§ **What you will do**
a) In the patent listing on learned optimizers below, what does the output of the optimizer neural network define?
b) Rewrite the paragraph beginning "Methods, systems, and apparatus" in the patent listing on learned optimizers below as a short list of steps.

US-12619879-B2 - Training neural networks using learned optimizers

US12619879B2US 12619879 B2US12619879 B2US 12619879B2US-12619879-B2

Abstract

Methods, systems, and apparatus, including computer programs encoded on computer storage media, for training a neural network. One of the methods includes performing, using a plurality of training examples, a training step to obtain respective gradients of a loss function with respect to each of the parameters in the parameter tensors; obtaining a validation loss for a plurality of validation examples that are different from the plurality of training examples generating an optimizer input from at least the respective gradients and the validation loss; processing the optimizer input using an optimizer neural network to generate an output defining a respective update for each of the parameters in the parameter tensors of the neural network; and for each of the parameters in the parameter tensors, applying the respective update to a current value of the parameter to generate an updated value for the parameter.

Inventors

Luke Shekerjian Metz
Niruban Maheswaranathan
Christian Daniel Freeman
Benjamin Poole
Jascha Narain Sohl-Dickstein

Assignees

GOOGLE LLC

Dates

Publication Date: 20260505
Application Date: 20210921

Claims (20)

§ **Provided records**
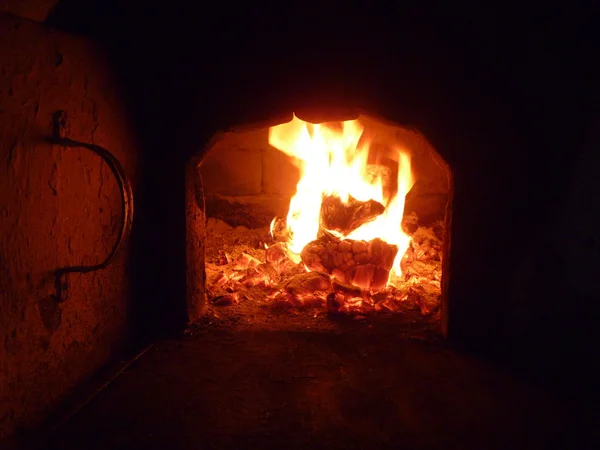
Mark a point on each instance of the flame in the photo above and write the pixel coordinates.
(335, 162)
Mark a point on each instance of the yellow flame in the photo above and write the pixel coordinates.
(334, 162)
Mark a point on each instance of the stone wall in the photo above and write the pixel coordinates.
(247, 182)
(58, 207)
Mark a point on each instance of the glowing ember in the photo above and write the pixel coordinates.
(334, 163)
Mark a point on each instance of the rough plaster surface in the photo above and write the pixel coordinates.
(37, 10)
(58, 207)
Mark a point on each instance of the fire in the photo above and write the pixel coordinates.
(334, 162)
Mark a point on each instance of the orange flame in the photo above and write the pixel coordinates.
(334, 162)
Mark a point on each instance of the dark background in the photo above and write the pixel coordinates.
(521, 82)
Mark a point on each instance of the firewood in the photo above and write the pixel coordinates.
(359, 263)
(346, 217)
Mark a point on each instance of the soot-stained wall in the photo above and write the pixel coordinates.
(58, 207)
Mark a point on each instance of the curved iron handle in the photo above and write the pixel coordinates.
(126, 197)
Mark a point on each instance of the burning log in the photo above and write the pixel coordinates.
(346, 217)
(359, 263)
(307, 282)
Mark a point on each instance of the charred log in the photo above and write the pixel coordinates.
(359, 263)
(346, 217)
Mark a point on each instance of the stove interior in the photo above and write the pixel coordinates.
(338, 218)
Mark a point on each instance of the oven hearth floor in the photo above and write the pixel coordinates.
(246, 385)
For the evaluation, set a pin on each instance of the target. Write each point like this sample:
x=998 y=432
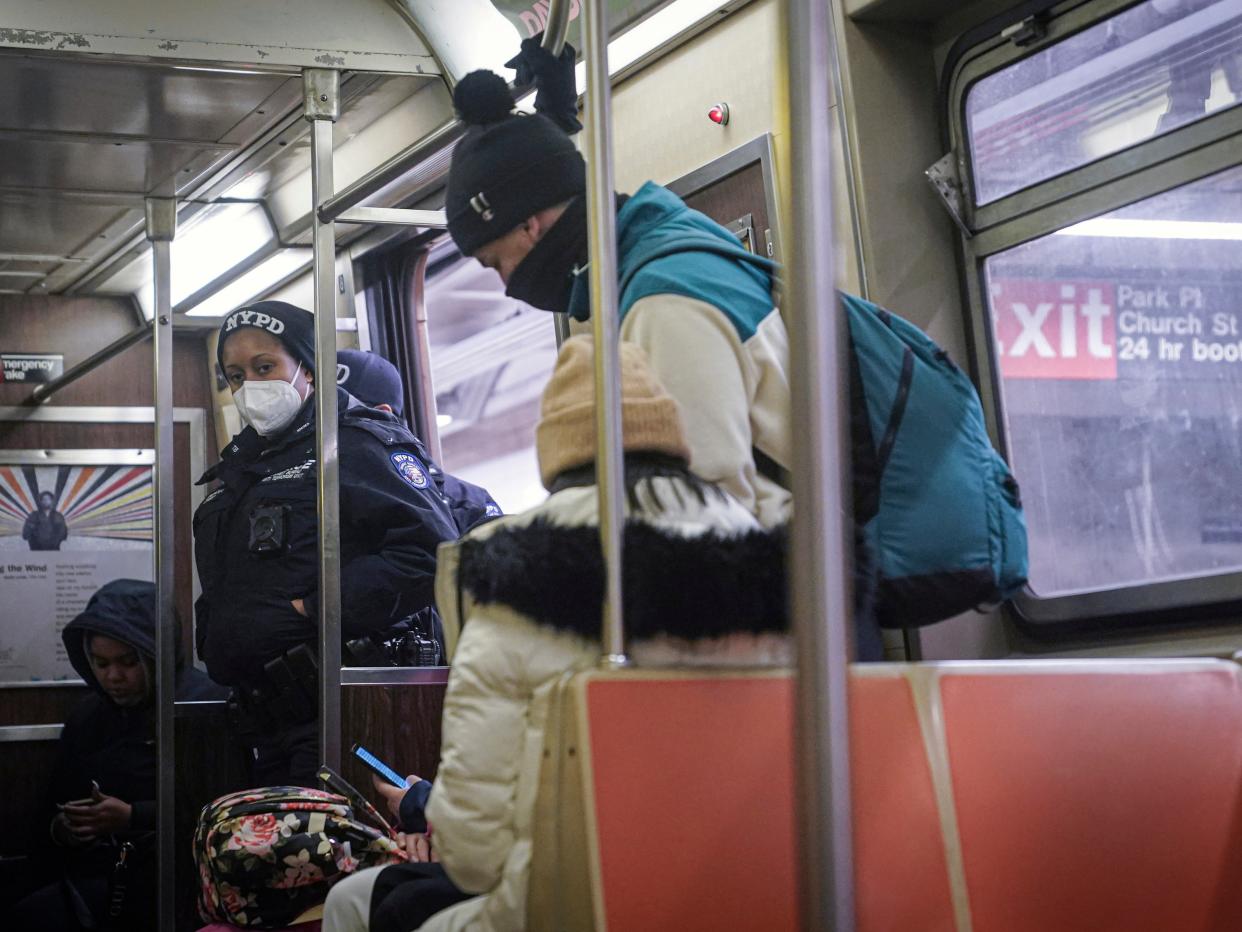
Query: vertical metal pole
x=822 y=541
x=160 y=230
x=322 y=106
x=560 y=323
x=426 y=424
x=602 y=239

§ **Solutions to each task**
a) It defines a respective update for each of the parameters in the parameter tensors of the neural network.

b)
Methods, systems, and apparatus for training a neural network, including computer programs on computer storage media. One method:
- Performs a training step on a plurality of training examples to get the gradients of a loss function with respect to each parameter in the parameter tensors.
- Obtains a validation loss on validation examples that differ from the training examples.
- Builds an optimizer input from at least the gradients and the validation loss.
- Processes that input with an optimizer neural network, whose output defines an update for each parameter.
- Applies each update to the parameter's current value to produce its updated value.